*** Opening Data shown ***
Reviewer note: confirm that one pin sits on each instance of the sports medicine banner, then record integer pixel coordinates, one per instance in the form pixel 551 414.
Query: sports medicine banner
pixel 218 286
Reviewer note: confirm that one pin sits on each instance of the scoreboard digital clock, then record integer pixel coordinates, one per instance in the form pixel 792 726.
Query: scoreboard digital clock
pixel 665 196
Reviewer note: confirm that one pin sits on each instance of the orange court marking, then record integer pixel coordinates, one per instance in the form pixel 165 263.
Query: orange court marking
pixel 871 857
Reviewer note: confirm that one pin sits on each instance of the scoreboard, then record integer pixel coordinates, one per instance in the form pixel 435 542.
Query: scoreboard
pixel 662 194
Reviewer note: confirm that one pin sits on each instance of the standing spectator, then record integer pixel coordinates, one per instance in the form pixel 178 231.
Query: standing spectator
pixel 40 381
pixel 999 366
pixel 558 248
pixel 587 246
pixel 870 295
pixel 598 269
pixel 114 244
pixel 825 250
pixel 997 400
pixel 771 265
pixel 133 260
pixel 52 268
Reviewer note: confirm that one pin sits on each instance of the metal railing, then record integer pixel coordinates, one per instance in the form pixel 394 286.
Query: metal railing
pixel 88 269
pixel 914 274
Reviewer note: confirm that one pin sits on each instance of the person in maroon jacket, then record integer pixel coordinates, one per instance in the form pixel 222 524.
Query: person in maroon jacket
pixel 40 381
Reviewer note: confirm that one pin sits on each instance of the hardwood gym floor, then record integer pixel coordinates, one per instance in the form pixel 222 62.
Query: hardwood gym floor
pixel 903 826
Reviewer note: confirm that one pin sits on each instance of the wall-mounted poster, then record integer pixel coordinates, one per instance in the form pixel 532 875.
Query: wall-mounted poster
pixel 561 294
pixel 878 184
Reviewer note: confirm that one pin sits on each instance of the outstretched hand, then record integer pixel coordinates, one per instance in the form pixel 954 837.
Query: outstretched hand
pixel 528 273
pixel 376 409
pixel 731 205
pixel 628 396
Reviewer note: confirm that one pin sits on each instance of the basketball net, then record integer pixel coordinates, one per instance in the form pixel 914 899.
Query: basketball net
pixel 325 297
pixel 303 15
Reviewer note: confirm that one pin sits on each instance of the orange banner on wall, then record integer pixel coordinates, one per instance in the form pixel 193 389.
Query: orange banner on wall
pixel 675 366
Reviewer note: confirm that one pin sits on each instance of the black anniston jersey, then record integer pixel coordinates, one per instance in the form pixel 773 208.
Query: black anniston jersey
*** Closing Data shown ***
*** Opening Data shown ***
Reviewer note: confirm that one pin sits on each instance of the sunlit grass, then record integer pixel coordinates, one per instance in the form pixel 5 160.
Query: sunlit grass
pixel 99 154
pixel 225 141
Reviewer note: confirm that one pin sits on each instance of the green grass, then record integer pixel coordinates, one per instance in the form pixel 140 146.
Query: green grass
*** Closing Data shown ***
*** Opening Data shown ***
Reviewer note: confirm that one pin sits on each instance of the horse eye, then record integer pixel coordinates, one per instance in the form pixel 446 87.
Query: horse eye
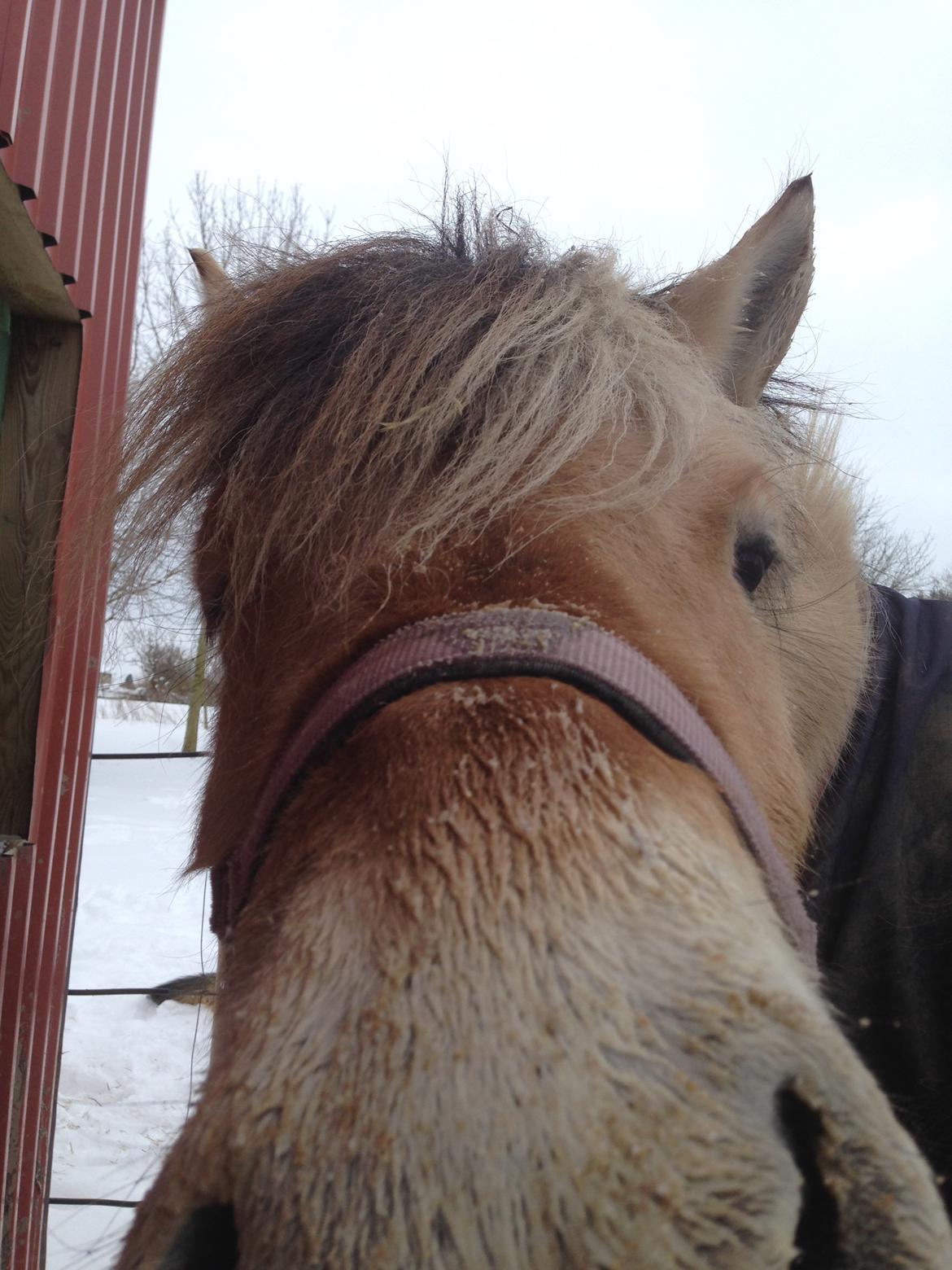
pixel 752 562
*** Closing Data shown ***
• [Task details]: Repeat exactly the lines of the listing above, from the one with "pixel 193 389." down to the one with "Query: black anniston jersey"; both of those lines belong in the range.

• [Solved exercise]:
Reviewer note: confirm that one pin sits on each instance of the orange banner on wall, then record integer pixel coordinates, one per instance in the form pixel 193 389.
Query: orange banner on wall
pixel 675 366
Reviewer note: confirm that one pin sits on each instance of the black anniston jersey, then record integer pixel coordinates, one per instance in the form pixel 773 208.
Query: black anniston jersey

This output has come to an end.